At the same moment, the Red Guards pushed open the front door and entered the house. There were between thirty and forty senior high school students, aged between fifteen and twenty, led by two men and one woman much older. Although they all wore the armbands of the Red Guards, I thought the three older people were the teachers who generally accompanied the Red Guards when they looted private homes. As they crowded into the hall, one of them knocked over a pot of jasmine on a Fen T’sai porcelain stool. The tiny white blooms scattered on the floor were trampled by their impatient feet.

The leading Red Guard, a gangling youth with angry eyes, stepped forward and said to me, ‘We are the Red Guards. We have come to take revolutionary action against you!’

Though I knew I was doing something futile and pointless, I held up the copy of the Constitution and said calmly, ‘It’s against the Constitution of the People’s Republic of China to enter a private house without a search warrant.’

The young man snatched the document out of my hand and threw it on the floor. With his eyes blazing, he said, ‘The Constitution is abolished. It was a document written by the Revisionists within the Communist Party. We recognize only the teachings of our Great Leader Chairman Mao.’

‘Only the People’s Congress has the power to change the Constitution,’ I said.

‘We have abolished it. What can you do about it?’ he said aggressively while assuming a militant stance with his feet apart and shoulders braced.

A girl came within a few inches of where I stood and said, ‘What trick are you trying to play? Your only way out is to bow your head in submission. Otherwise you will suffer.’ She shook her fist in front of my nose and spat on the floor.

ENTRIES SHOWN:
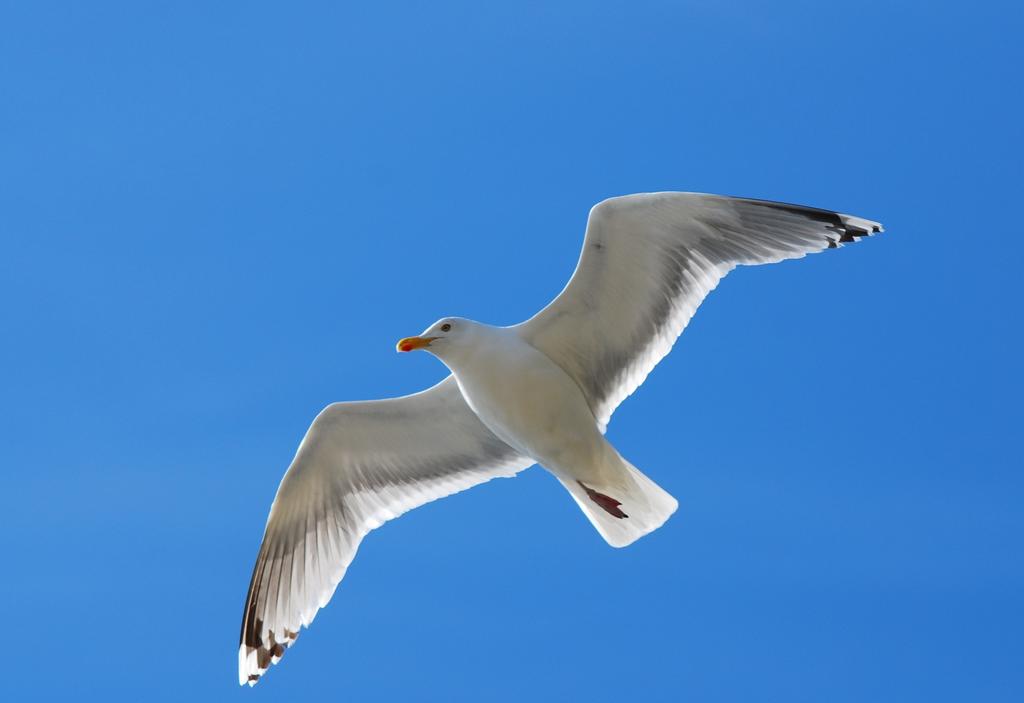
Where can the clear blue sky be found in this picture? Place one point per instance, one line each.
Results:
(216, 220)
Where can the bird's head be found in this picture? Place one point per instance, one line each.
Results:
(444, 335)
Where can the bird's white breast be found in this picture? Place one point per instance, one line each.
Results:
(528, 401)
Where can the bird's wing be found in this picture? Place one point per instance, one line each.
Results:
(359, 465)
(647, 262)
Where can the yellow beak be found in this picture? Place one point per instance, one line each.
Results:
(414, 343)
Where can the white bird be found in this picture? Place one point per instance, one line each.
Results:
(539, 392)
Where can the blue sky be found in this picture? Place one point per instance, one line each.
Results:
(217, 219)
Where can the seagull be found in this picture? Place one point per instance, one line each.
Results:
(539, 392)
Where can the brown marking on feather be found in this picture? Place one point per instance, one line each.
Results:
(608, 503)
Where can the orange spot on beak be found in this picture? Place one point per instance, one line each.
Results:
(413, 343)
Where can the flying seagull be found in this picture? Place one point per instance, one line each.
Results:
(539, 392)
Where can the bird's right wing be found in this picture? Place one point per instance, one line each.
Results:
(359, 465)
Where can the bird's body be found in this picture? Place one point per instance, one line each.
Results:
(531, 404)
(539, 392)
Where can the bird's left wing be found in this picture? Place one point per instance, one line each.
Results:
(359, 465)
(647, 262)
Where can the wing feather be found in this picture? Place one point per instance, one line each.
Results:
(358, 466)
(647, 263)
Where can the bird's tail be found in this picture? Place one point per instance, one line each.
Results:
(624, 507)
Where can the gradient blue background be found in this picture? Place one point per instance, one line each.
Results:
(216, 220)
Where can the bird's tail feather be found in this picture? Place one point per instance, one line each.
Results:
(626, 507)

* * *

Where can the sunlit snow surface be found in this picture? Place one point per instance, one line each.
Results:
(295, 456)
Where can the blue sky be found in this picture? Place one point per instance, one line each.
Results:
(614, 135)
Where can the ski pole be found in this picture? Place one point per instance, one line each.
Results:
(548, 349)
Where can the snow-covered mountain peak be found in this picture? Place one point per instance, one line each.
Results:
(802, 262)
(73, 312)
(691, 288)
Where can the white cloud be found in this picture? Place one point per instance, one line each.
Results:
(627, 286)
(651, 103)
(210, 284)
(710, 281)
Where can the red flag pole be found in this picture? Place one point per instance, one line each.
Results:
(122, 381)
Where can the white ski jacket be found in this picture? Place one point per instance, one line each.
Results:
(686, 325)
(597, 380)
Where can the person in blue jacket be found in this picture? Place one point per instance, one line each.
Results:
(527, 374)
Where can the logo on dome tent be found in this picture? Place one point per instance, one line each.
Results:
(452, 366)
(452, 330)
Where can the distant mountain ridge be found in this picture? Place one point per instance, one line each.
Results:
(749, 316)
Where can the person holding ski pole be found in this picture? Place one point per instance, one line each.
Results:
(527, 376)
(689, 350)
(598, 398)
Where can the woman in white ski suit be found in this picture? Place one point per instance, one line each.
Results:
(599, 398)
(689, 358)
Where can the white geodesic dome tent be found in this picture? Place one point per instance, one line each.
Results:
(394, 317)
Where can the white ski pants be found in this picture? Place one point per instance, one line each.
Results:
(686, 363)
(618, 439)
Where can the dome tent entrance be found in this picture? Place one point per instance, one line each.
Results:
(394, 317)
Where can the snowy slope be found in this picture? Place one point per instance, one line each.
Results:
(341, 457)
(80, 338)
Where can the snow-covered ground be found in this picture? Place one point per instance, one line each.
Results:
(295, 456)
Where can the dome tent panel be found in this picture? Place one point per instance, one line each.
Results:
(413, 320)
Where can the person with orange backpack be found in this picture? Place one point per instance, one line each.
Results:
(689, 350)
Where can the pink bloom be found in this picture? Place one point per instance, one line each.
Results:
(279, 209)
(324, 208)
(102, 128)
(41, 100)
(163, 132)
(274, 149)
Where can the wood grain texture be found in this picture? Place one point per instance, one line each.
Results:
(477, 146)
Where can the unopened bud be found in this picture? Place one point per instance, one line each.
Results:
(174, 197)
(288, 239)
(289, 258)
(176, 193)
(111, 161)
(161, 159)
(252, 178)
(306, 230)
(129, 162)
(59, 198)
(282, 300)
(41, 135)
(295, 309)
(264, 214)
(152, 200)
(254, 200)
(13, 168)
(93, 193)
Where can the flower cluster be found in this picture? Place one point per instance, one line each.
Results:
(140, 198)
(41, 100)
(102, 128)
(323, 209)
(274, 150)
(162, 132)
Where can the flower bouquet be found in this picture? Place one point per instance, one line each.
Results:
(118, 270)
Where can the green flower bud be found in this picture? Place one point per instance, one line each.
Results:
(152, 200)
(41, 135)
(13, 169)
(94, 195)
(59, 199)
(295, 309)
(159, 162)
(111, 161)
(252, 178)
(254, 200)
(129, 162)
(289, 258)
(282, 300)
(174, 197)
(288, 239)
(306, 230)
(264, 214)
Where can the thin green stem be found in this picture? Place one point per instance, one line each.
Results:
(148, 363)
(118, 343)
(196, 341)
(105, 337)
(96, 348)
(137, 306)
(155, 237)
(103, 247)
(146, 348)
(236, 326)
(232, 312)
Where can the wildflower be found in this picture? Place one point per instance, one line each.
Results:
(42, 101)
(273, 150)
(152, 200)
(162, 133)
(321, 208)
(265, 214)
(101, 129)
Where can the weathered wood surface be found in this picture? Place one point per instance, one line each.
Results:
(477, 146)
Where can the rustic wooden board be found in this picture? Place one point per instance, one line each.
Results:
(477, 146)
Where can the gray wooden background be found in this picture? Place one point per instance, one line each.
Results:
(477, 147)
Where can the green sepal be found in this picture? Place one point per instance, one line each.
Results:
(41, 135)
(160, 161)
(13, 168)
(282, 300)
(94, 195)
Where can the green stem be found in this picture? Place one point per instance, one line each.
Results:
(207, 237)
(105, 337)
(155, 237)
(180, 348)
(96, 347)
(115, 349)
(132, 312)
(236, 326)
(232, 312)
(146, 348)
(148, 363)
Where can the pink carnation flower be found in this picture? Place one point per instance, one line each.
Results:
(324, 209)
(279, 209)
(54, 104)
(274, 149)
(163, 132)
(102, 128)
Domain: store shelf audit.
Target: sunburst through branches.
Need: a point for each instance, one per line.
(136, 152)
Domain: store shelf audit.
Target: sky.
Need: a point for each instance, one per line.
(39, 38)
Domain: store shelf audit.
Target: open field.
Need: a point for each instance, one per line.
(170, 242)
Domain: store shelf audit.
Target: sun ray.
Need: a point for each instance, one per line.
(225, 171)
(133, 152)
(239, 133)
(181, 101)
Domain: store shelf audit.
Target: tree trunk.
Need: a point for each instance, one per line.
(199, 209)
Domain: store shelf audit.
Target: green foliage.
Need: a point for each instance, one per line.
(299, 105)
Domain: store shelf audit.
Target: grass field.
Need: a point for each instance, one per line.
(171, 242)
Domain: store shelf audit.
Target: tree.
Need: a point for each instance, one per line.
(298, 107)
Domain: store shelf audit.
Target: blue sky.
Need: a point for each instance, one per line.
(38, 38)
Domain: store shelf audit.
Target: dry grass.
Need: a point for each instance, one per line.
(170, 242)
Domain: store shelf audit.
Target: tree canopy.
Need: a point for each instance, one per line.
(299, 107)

WHAT YOU WILL DO:
(1) In the Red Guards passage, what did one of the group knock over while crowding into the hall?
(2) Transcribe the Red Guards passage from "Though I knew" up to and including "Constitution,’ I said.".
Answer using only the Red Guards passage.

THE RESULTS:
(1) A pot of jasmine on a Fen T’sai porcelain stool.

(2)
Though I knew I was doing something futile and pointless, I held up the copy of the Constitution and said calmly, ‘It’s against the Constitution of the People’s Republic of China to enter a private house without a search warrant.’

The young man snatched the document out of my hand and threw it on the floor. With his eyes blazing, he said, ‘The Constitution is abolished. It was a document written by the Revisionists within the Communist Party. We recognize only the teachings of our Great Leader Chairman Mao.’

‘Only the People’s Congress has the power to change the Constitution,’ I said.